* DATASET RECORDS *
- - -
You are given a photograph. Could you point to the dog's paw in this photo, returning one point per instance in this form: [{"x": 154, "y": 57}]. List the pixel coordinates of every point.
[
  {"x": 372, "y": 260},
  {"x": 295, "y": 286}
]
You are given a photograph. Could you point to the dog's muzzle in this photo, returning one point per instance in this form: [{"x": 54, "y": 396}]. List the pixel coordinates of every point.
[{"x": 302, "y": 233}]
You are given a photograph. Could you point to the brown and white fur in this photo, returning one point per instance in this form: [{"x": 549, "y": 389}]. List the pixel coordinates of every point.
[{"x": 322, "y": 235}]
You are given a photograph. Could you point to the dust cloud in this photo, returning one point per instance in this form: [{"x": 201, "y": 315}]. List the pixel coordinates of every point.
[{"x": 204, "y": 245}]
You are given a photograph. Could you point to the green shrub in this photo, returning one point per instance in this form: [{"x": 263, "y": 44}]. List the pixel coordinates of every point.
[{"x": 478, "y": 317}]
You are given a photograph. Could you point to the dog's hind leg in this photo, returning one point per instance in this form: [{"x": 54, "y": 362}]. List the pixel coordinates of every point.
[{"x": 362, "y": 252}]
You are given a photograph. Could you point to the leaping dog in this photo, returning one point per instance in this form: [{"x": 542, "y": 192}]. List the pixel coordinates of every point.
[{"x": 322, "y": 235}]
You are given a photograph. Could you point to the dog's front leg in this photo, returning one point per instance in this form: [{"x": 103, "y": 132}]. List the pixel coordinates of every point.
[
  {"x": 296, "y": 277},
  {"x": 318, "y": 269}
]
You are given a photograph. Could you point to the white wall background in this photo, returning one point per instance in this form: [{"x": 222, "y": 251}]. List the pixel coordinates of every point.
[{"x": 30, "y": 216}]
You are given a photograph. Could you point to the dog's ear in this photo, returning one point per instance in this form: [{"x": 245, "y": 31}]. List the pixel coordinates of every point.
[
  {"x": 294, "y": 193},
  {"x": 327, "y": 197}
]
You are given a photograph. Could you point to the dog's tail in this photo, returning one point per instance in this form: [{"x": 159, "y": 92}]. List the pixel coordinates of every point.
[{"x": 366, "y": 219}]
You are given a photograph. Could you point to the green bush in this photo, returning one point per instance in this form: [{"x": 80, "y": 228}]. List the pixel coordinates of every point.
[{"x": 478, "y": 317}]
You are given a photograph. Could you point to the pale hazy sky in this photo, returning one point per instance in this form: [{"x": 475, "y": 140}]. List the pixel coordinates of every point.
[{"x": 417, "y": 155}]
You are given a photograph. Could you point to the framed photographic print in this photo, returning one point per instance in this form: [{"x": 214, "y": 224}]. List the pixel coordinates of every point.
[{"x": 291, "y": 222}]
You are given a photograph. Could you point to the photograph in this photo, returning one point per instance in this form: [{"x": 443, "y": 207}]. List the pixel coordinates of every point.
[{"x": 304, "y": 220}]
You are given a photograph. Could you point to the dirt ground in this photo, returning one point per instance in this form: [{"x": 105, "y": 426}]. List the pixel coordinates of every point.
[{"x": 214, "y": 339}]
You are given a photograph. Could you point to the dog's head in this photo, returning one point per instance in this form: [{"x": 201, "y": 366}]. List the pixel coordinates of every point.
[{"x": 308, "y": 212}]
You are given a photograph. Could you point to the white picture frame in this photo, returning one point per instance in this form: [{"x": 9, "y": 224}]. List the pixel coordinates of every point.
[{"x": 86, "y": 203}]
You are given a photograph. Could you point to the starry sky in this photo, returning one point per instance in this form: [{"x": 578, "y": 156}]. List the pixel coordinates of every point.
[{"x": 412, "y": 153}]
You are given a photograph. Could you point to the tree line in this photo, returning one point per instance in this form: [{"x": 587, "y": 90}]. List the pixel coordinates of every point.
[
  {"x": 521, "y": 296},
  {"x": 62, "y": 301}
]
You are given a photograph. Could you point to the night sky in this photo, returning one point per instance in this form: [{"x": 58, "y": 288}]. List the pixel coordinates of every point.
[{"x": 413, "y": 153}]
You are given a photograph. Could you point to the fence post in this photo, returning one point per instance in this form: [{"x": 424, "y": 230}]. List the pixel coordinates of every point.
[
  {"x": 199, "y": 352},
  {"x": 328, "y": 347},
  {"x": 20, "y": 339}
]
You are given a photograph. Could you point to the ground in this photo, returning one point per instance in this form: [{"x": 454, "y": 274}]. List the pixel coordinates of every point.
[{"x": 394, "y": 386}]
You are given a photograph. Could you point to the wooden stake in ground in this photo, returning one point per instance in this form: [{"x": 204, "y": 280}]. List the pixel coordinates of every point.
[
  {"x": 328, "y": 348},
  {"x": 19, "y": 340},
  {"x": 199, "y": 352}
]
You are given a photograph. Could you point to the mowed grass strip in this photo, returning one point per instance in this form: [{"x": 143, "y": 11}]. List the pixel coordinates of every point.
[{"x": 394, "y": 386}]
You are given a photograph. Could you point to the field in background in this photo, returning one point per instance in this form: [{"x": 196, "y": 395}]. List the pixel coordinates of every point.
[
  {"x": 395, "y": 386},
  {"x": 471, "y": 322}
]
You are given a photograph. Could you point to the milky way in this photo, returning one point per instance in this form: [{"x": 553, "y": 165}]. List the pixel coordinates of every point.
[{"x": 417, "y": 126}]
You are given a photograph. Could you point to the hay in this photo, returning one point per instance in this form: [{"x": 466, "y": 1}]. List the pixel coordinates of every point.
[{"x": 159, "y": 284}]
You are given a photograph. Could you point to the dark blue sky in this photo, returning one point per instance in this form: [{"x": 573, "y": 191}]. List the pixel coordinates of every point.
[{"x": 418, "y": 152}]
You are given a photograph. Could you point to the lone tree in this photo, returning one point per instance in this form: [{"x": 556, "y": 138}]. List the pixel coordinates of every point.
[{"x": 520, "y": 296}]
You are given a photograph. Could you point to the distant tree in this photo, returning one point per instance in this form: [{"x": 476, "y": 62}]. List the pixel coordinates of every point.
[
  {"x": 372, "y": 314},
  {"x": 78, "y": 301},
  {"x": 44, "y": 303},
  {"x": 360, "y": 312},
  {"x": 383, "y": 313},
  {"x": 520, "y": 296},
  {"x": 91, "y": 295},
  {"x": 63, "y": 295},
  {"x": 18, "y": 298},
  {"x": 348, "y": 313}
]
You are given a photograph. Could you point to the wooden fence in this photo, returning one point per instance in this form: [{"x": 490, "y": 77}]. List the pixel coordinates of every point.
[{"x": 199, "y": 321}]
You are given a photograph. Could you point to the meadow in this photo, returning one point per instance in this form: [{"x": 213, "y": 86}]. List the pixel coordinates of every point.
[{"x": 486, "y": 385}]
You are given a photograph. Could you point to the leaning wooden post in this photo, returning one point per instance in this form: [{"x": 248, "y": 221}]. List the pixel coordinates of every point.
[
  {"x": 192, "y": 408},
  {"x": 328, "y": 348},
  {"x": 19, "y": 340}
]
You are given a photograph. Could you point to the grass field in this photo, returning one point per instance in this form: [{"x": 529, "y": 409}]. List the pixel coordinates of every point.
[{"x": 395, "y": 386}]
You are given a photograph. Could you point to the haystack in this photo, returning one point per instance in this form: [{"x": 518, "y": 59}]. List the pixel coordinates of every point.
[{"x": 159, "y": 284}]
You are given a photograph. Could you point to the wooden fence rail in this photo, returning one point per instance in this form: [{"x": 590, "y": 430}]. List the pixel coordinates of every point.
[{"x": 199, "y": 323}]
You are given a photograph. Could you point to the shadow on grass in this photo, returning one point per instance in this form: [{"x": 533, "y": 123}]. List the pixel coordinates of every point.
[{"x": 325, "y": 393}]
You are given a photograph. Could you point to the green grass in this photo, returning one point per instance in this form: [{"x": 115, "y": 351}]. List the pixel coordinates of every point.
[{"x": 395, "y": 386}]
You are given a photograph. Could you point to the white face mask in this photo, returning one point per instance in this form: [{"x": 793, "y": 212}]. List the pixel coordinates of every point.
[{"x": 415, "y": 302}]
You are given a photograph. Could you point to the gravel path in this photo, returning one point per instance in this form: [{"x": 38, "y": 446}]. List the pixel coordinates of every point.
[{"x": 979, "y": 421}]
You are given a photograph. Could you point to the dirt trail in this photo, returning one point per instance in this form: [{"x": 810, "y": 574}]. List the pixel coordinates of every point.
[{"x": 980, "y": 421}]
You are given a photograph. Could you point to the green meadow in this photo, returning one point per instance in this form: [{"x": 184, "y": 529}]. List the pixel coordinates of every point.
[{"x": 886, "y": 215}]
- - -
* WORK ITEM *
Repeat the line that contains "You are given a photograph. Could you point to the gravel", then every line after it until the records end, with nothing added.

* WRITTEN SOLUTION *
You are given a photograph. Could you point to the gravel path in this photo, returning one point per instance in this form: [{"x": 38, "y": 446}]. List the pixel coordinates of every point.
[{"x": 979, "y": 421}]
You are given a photograph. Could you point to the dirt trail in this photo, returning one point per instance in this form: [{"x": 810, "y": 574}]. List the pixel coordinates of every point.
[{"x": 980, "y": 421}]
You are given a photograph. Could you point to the green meadow in this photo, returning one point per instance in this form: [{"x": 184, "y": 529}]. List the pixel coordinates of every point.
[{"x": 886, "y": 215}]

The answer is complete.